ФРАГМЕНТ СТРАНИЦЫ:

______

Но втянулись, жили, терпели, хотя «население» на Бадалыке (город-ское кладбище) увеличивалось и увеличивается скорее, интенсивней, чем в самом городе. Здесь давно уже рождаемость по сравнению со смертностью уменьшилась. Думаю, только с уральским, погубленным регионом и может соперничать наш город по смертности.

Я зрительно убедился в этом. Мой родственник попал на Бадалык в числе первых новопоселенцев, на небольшой участочек — уголок возле иссыхающей, но все еще живой речки Бадалык. После похорон я ездил в один райцентр на десять дней — отдохнуть, отдышаться от тяжкого потрясения. Возвращаюсь назад и не могу узнать Бадалыка — могилы с намогильными знаками и крестами захлестнули уж не только речку, но и холмы за нею — тысячи новых могил появились. Это за десять-то дней!

Сейчас Бадалык — это целая кладбищенская империя, по населению, по-моему, превзошедшая население городское. Кладбище по санитарным и всяким другим нормам, в том числе и нравственным, пережило и изжило себя, его уже невозможно окинуть взором человеческим, на нем уже, особенно на старом конце, трудно найти родную могилу, а найдешь ее — глядь, тут уж новый «клиент», под новой плитой поселился.

Но, повторяю, из сегодняшней действительности и та нищая бесправная жизнь русским людям, если уж быть точнее — пролетариям, кажется хорошей, райской, желанной, умиротворенной, и они готовы туда вернуться...

Вот до чего можно довести самый терпеливый, самый Родине своей преданный и покорный народ! Говорят, рай — худое место, из него куда ни шагни, все плохо. Выходит, ад — место самое хорошее: из него куда ни ступи — везде лучше. Но во всяком движении жизни, как и у всякой медали, есть две стороны: остановились промышленные гиганты, в том числе и самые вредные — химические — чище сделался воздух. Подорожала жизнь, люди рванулись к земле-кормилице, пока еще в странной, называемой на аристократический манер, дачной форме, но там не только папы, мамы, дедушки и бабушки, но и пролетарские дети, в основном — бездельники и гуляки учатся земле, труду, узнают, что картошка, хлеб, морковка и капуста не в магазине, не на базаре, а на земле растут.

______

ИЗВЛЕЧЁННЫЕ ЗАПИСИ:
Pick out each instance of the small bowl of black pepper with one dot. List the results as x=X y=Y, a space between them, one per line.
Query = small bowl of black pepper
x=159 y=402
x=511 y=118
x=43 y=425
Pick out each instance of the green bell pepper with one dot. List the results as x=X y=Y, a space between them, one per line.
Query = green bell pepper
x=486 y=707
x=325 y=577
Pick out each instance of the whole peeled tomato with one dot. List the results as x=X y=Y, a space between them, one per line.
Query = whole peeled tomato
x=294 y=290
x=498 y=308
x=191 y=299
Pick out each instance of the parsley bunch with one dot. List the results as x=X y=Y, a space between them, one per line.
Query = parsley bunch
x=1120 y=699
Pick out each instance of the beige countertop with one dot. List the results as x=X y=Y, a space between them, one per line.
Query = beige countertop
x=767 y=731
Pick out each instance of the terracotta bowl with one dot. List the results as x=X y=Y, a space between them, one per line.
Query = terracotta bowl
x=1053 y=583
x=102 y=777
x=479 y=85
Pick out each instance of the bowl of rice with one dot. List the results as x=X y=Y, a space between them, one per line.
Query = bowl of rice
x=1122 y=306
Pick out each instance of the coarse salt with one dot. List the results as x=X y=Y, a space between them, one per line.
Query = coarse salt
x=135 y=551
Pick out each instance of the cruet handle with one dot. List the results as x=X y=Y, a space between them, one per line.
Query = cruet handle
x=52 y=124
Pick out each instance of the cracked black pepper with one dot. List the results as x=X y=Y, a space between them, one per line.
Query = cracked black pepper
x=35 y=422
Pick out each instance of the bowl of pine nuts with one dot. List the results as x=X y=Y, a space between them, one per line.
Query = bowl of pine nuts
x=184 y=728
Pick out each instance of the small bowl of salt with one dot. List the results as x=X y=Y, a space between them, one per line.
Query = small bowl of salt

______

ФОРМУЛИРОВКА ЗАДАНИЯ:
Выведите дословно часть отрывка о кладбище Бадалык: начните с места, где стоят слова «Я зрительно убедился», и остановитесь после слов «новой плитой поселился.».

РЕШЕНИЕ УПРАЖНЕНИЯ:
Я зрительно убедился в этом. Мой родственник попал на Бадалык в числе первых новопоселенцев, на небольшой участочек — уголок возле иссыхающей, но все еще живой речки Бадалык. После похорон я ездил в один райцентр на десять дней — отдохнуть, отдышаться от тяжкого потрясения. Возвращаюсь назад и не могу узнать Бадалыка — могилы с намогильными знаками и крестами захлестнули уж не только речку, но и холмы за нею — тысячи новых могил появились. Это за десять-то дней!

Сейчас Бадалык — это целая кладбищенская империя, по населению, по-моему, превзошедшая население городское. Кладбище по санитарным и всяким другим нормам, в том числе и нравственным, пережило и изжило себя, его уже невозможно окинуть взором человеческим, на нем уже, особенно на старом конце, трудно найти родную могилу, а найдешь ее — глядь, тут уж новый «клиент», под новой плитой поселился.